* [TRECHO CITADO]:
Uma vez assisti uma palestra em que uma mulher, talvez dona de uma pequena editora, já me esqueci, perguntou: se você fosse criar uma editora, publicaria o quê? Eu disse, livros que incomodam. Adoro livros que incomodam. Claro que me divirto com uma ou outra bobagem, seja ali Jane the Virgin, Modern Family, tantas séries cuja intenção é ser um refresco descomplicado. Porém sinto o movimento do incômodo agitando o corpo, e me colocando nessa posição do excesso. É difícil demais abrir mão dessa delícia esquisita, amorfa, extrapoladora, sensação que diz algo como “tem alguma coisa aí”. Ouso dizer que guia minha vida, o tal do incômodo. É o maior catalisador dos fazeres. O incômodo te tira de um trabalho chato, da cama, de um relacionamento irritante, te faz parar na rua pra ver se entrou uma pedra no sapato, te bota pra pensar, e quer coisa mais humana e viva do que pensar, reagir?
Quem não o faz, não liga, quem não cria expectativas, não se emociona, só chegou na própria savasana mesmo, enquanto o corpo roda suas engrenagens.
(Como é estranho perceber que o momento em que mais me sinto viva é aquele em que me lembro que poderia estar morta.)

* [MATERIAL]:
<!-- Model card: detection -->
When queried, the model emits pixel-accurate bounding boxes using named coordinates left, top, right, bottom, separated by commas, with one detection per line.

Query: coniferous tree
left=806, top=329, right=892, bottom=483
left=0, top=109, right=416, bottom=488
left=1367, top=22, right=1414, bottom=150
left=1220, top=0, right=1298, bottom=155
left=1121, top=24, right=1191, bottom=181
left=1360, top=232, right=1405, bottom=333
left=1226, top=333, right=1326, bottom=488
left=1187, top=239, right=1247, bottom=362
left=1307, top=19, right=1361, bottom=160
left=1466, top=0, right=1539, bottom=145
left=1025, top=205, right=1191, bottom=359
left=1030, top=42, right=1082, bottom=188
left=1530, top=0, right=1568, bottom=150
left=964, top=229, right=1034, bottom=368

* [EXERCÍCIOS]:
a - Diga se cada frase abaixo está de acordo com o texto sobre o incômodo, respondendo sim ou não e citando as palavras do texto que decidem a resposta.
(i) Se criasse uma editora, quem escreve publicaria livros que incomodam.
(ii) Quem escreve se lembra bem de quem fez a pergunta na palestra.
(iii) O incômodo é apontado como o maior catalisador dos fazeres.
b - Passe para o inglês esta frase do texto sobre o incômodo: "Ouso dizer que guia minha vida, o tal do incômodo."
c - Escreva a continuação do texto sobre o incômodo, começando logo depois da última frase.

* [RESPOSTAS]:
a -
(i) Sim: "Eu disse, livros que incomodam."
(ii) Não: "talvez dona de uma pequena editora, já me esqueci"
(iii) Sim: "É o maior catalisador dos fazeres."

b - I dare say it guides my life, this thing called discomfort.

c -
Para não ser diferente, vou recomendar o que já tenho na rede. A LP lançou seu álbum Churches e ele é uma obra redondinha. Destaco: everybody’s falling in love, my body, angels, yes, can’t let you leave.
Gosto de podcasts que tratam de psicanálise. Vibes em análise, sobre o feminino, a loucura nossa de cada dia, meu inconsciente coletivo.
E terminei Frantumaglia, da Elena Ferrante. Como é bom “entender” um tiquinho de como funciona essa cabeça fantástica. Inclusive, ela dizer que é uma leitora que esquece fácil o que lê foi a autorização que eu precisava para desbloquear esse incômodo comigo mesma (e uns outros).
Por enquanto é isso Nos vemos, nos lemos, nos falamos (se quiser).